# Task goal
Below are records; reproduce exactly the lines from the one that has "Query: white fascia board" through the one that has "of the overcast", ends included, and nothing more.

═════ Data provided

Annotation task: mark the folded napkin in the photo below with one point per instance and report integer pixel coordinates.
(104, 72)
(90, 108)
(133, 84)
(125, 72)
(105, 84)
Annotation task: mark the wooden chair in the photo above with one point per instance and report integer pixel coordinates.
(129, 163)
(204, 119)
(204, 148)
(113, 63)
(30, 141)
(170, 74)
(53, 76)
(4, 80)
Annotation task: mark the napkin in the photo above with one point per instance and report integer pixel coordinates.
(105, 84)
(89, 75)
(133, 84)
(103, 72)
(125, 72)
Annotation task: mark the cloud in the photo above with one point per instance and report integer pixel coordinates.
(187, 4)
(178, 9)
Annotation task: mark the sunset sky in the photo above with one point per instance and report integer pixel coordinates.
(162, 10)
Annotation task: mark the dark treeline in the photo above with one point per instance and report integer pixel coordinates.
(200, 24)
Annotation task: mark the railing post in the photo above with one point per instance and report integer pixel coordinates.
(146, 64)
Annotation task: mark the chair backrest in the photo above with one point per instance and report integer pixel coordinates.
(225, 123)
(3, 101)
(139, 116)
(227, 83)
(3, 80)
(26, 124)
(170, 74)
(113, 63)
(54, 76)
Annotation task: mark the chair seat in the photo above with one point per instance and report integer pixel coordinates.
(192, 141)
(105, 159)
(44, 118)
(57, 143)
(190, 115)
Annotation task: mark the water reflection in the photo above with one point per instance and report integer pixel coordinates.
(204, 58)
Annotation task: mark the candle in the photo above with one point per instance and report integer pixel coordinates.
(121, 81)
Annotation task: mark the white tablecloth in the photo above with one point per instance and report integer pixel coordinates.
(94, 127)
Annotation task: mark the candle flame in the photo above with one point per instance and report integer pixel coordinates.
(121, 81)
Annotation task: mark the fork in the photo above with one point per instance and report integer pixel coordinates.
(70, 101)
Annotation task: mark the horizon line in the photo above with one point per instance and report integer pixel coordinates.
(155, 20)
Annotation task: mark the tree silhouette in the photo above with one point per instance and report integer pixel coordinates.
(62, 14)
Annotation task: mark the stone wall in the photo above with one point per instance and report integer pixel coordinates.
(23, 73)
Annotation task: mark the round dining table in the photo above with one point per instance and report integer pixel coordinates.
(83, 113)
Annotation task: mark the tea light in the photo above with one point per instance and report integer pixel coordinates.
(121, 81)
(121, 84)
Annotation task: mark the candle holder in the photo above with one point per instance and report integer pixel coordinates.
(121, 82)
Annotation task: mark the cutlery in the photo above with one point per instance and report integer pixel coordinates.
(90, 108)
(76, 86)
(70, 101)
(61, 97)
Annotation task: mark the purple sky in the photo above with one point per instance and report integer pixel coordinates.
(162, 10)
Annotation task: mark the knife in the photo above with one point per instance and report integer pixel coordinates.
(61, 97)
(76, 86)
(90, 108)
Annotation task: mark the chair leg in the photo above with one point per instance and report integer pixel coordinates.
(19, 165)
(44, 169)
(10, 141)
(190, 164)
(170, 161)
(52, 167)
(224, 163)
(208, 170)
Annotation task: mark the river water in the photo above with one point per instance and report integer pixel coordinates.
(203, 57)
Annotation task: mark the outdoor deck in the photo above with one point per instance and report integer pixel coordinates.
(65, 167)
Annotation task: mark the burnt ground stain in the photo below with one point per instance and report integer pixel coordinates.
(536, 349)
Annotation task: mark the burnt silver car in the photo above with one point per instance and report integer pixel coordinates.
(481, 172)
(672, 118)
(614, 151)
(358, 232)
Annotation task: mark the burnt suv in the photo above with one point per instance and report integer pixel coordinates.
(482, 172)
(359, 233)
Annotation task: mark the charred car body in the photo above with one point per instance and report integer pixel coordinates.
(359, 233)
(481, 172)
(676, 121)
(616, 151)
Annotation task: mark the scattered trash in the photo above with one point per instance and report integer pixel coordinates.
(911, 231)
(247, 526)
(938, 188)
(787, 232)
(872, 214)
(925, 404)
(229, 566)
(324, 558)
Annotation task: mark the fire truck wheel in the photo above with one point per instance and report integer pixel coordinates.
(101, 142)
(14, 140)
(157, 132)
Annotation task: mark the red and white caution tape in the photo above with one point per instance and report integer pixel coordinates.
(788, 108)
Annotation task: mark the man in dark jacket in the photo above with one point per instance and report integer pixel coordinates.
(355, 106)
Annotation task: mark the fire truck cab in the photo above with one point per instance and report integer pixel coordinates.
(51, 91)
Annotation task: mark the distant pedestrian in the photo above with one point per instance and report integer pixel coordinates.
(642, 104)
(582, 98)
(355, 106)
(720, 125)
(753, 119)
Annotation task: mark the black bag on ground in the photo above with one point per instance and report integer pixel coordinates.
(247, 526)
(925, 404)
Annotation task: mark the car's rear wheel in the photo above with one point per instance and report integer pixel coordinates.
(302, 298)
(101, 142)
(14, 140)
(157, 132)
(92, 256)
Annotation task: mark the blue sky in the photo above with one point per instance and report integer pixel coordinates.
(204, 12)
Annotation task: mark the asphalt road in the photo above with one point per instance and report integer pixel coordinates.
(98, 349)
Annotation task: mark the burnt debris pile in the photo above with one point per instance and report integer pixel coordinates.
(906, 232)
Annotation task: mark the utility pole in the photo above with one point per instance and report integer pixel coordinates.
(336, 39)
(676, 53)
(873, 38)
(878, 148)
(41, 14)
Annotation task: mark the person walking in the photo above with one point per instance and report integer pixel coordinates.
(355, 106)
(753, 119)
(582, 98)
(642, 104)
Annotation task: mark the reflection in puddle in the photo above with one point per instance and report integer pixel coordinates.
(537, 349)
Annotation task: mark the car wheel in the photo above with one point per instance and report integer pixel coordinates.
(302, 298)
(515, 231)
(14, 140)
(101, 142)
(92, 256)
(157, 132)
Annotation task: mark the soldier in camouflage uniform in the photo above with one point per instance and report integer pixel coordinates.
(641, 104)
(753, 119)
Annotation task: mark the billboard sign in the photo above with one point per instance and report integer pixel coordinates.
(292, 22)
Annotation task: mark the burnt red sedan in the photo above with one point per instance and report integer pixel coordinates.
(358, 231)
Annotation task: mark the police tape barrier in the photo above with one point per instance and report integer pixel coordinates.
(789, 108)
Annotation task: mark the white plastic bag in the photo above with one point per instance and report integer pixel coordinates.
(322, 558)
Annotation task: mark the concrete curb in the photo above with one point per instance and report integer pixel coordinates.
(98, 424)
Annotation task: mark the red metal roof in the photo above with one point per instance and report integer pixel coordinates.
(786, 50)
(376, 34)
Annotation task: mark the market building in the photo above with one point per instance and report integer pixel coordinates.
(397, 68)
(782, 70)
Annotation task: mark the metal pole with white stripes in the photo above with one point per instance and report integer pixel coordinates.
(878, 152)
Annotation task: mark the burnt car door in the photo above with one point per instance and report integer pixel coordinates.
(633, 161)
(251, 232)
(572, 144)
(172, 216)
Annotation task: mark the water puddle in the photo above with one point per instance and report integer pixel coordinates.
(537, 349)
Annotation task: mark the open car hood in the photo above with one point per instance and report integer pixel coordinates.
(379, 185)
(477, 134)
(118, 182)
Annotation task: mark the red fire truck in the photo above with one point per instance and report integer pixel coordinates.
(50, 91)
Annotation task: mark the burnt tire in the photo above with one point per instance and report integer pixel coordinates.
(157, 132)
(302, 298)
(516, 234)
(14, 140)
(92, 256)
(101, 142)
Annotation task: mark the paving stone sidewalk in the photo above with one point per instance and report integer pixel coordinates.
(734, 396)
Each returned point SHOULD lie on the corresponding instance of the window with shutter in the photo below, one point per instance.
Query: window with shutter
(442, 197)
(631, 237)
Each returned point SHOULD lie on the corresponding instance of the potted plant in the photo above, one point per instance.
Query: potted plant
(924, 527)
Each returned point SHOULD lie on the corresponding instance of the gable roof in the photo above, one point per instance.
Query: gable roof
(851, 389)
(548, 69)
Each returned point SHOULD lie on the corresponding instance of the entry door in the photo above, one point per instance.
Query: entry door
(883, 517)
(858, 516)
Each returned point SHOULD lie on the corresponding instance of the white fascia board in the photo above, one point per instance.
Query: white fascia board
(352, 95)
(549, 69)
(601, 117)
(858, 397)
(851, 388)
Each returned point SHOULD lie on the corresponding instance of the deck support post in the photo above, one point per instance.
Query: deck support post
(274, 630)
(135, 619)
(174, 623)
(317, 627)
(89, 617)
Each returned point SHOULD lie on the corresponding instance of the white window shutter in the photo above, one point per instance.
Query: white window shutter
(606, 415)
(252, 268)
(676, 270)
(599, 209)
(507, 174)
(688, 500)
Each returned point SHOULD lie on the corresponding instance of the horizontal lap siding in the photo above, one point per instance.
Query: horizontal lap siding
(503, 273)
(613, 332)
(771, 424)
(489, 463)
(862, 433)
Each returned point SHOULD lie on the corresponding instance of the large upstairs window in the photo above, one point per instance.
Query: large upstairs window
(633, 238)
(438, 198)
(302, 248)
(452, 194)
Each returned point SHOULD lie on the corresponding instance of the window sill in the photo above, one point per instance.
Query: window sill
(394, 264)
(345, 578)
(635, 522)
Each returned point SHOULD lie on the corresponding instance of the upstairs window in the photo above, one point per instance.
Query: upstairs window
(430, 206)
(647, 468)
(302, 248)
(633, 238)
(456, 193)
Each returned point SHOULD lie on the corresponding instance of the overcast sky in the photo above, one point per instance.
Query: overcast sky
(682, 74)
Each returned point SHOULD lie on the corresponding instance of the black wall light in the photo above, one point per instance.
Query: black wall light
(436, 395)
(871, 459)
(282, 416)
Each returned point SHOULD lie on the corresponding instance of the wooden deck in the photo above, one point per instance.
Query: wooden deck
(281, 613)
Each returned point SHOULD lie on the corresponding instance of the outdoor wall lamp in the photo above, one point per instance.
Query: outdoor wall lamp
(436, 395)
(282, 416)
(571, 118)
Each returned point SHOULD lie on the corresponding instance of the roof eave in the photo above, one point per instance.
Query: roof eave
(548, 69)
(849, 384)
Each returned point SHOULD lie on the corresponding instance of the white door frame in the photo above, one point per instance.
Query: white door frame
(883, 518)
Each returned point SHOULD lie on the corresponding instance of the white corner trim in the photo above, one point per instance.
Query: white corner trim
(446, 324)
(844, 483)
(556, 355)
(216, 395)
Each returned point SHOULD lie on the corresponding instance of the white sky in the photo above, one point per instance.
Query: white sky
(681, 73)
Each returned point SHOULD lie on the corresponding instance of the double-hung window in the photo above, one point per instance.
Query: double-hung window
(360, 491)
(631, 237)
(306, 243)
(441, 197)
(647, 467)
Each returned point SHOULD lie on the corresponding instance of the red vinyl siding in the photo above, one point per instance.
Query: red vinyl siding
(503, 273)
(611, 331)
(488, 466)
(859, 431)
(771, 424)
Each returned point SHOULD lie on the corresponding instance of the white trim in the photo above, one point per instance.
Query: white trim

══════════

# Reply to the task
Query: white fascia board
(352, 95)
(549, 69)
(601, 117)
(858, 397)
(851, 388)
Each returned point SHOULD lie on the corresponding instance of the deck support post in the photo above, one point per instance.
Query: deck support post
(274, 630)
(135, 619)
(174, 623)
(317, 627)
(89, 617)
Each returned point SHOULD lie on the corresponding instance of the white window shutter in the photo above, one point per instance.
Query: white window shutter
(606, 415)
(252, 268)
(676, 270)
(599, 209)
(507, 174)
(688, 500)
Each returned point SHOULD lie on the corresponding instance of the horizontal lap siding in the photo above, one point per instance.
Query: horizontal lap siding
(503, 273)
(613, 332)
(771, 424)
(489, 463)
(862, 433)
Each returned point SHOULD lie on the corresponding instance of the large upstairs window in the photo above, one point per instance.
Query: large upstairs window
(633, 238)
(438, 198)
(302, 248)
(452, 194)
Each returned point SHOULD lie on the corresponding instance of the window sill in the photo above, one point per instance.
Query: window sill
(394, 264)
(345, 578)
(635, 522)
Each returned point SHOULD lie on the corresponding instance of the upstairs window in the photo above, one point per instance.
Query: upstairs window
(430, 206)
(647, 468)
(302, 248)
(633, 238)
(456, 193)
Each returned point SHOULD lie on the corresponding instance of the overcast sky in the photo above, one point per instance.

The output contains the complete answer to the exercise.